Le 31/05/2020 à 04:27, Ram Pai a écrit :
During the life of SVM, its GFNs can transition from secure to shared
state and vice-versa. Since the kernel does not track GFNs that are
shared, it is not possible to disambiguate a shared GFN from a GFN whose
PFN has not yet been migrated to a device-PFN.

The ability to identify a shared GFN is needed to skip migrating its PFN
to device PFN. This functionality is leveraged in a subsequent patch.

Add the ability to identify the state of a GFN.

Cc: Paul Mackerras <pau...@ozlabs.org>
Cc: Benjamin Herrenschmidt <b...@kernel.crashing.org>
Cc: Michael Ellerman <m...@ellerman.id.au>
Cc: Bharata B Rao <bhar...@linux.ibm.com>
Cc: Aneesh Kumar K.V <aneesh.ku...@linux.ibm.com>
Cc: Sukadev Bhattiprolu <suka...@linux.vnet.ibm.com>
Cc: Laurent Dufour <lduf...@linux.ibm.com>
Cc: Thiago Jung Bauermann <bauer...@linux.ibm.com>
Cc: David Gibson <da...@gibson.dropbear.id.au>
Cc: Claudio Carvalho <cclau...@linux.ibm.com>
Cc: kvm-...@vger.kernel.org
Cc: linuxppc-dev@lists.ozlabs.org
Reviewed-by: Thiago Jung Bauermann <bauer...@linux.ibm.com>
Signed-off-by: Ram Pai <linux...@us.ibm.com>
---
  arch/powerpc/include/asm/kvm_book3s_uvmem.h |   6 +-
  arch/powerpc/kvm/book3s_64_mmu_radix.c      |   2 +-
  arch/powerpc/kvm/book3s_hv.c                |   2 +-
  arch/powerpc/kvm/book3s_hv_uvmem.c          | 115 ++++++++++++++++++++++++++--
  4 files changed, 113 insertions(+), 12 deletions(-)

diff --git a/arch/powerpc/include/asm/kvm_book3s_uvmem.h 
b/arch/powerpc/include/asm/kvm_book3s_uvmem.h
index 5a9834e..f0c5708 100644
--- a/arch/powerpc/include/asm/kvm_book3s_uvmem.h
+++ b/arch/powerpc/include/asm/kvm_book3s_uvmem.h
@@ -21,7 +21,8 @@ unsigned long kvmppc_h_svm_page_out(struct kvm *kvm,
  int kvmppc_send_page_to_uv(struct kvm *kvm, unsigned long gfn);
  unsigned long kvmppc_h_svm_init_abort(struct kvm *kvm);
  void kvmppc_uvmem_drop_pages(const struct kvm_memory_slot *free,
-                            struct kvm *kvm, bool skip_page_out);
+                            struct kvm *kvm, bool skip_page_out,
+                            bool purge_gfn);
  #else
  static inline int kvmppc_uvmem_init(void)

TO-DO LIST:
1. In the GFN patch, why can't a shared GFN be distinguished from a GFN whose PFN has not yet been migrated to a device-PFN?
2. For each statement, say whether it agrees with the GFN patch, and quote the words that decide it. (a) Thiago Jung Bauermann reviewed the change. (b) The kernel keeps track of shared GFNs. (c) A parameter named purge_gfn is added to kvmppc_uvmem_drop_pages.
3. Carry the GFN patch forward from its final line.

GIVEN DATA:

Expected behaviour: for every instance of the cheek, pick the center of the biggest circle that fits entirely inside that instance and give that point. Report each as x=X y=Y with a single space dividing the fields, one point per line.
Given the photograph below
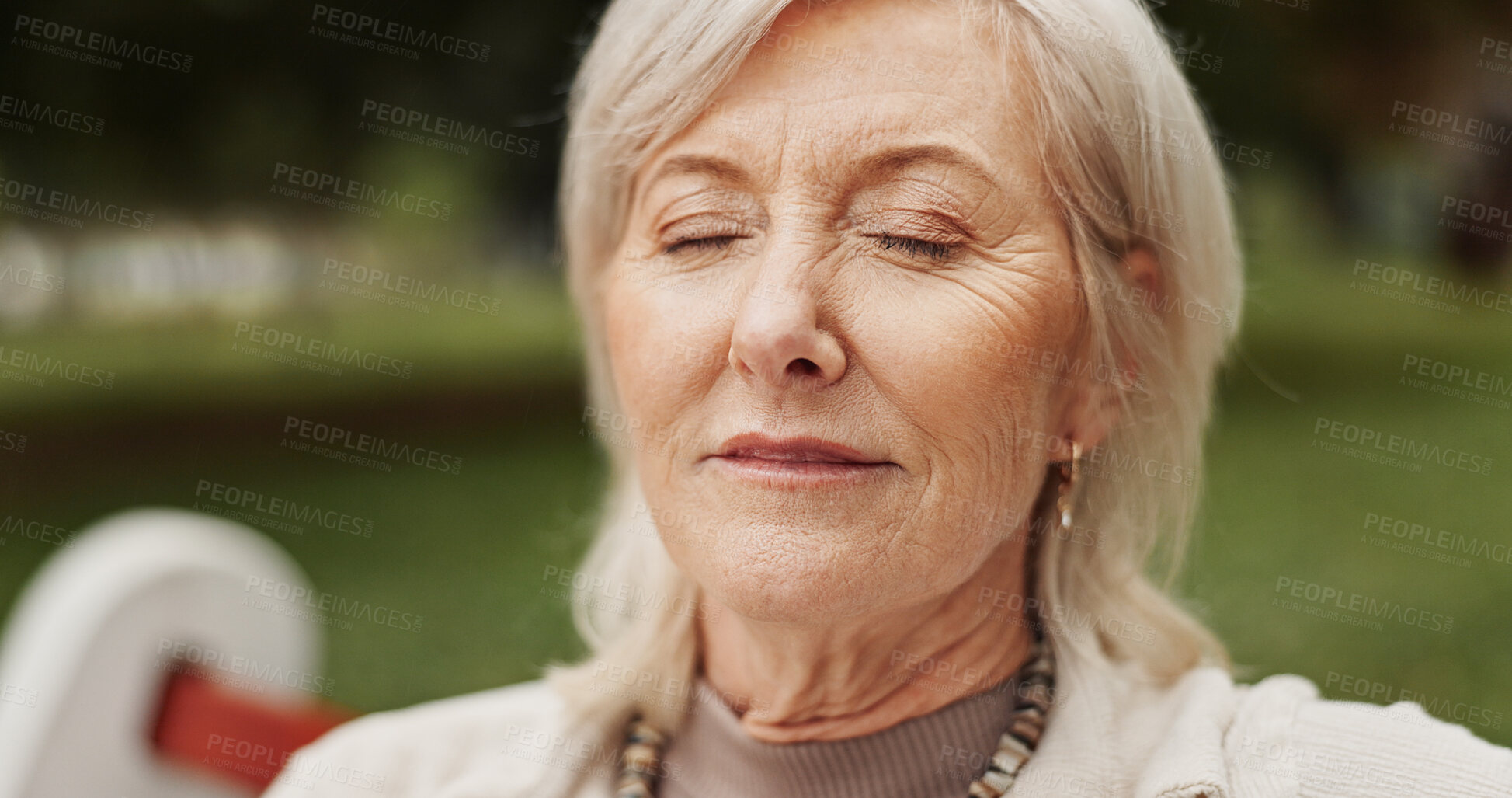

* * *

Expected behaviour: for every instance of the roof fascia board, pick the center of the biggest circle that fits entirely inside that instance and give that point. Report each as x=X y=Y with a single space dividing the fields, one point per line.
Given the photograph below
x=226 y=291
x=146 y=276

RESULTS IN ORDER:
1. The kernel does not track GFNs that are shared.

2.
(a) Yes: "Reviewed-by: Thiago Jung Bauermann"
(b) No: "the kernel does not track GFNs that are shared"
(c) Yes: "bool purge_gfn);"

3.
  {
@@ -75,6 +76,7 @@ static inline int kvmppc_send_page_to_uv(struct kvm *kvm, 
unsigned long gfn)
static inline void
  kvmppc_uvmem_drop_pages(const struct kvm_memory_slot *free,
-                       struct kvm *kvm, bool skip_page_out) { }
+                       struct kvm *kvm, bool skip_page_out,
+                       bool purge_gfn) { }
  #endif /* CONFIG_PPC_UV */
  #endif /* __ASM_KVM_BOOK3S_UVMEM_H__ */
diff --git a/arch/powerpc/kvm/book3s_64_mmu_radix.c 
b/arch/powerpc/kvm/book3s_64_mmu_radix.c
index 803940d..3448459 100644
--- a/arch/powerpc/kvm/book3s_64_mmu_radix.c
+++ b/arch/powerpc/kvm/book3s_64_mmu_radix.c
@@ -1100,7 +1100,7 @@ void kvmppc_radix_flush_memslot(struct kvm *kvm,
        unsigned int shift;
if (kvm->arch.secure_guest & KVMPPC_SECURE_INIT_START)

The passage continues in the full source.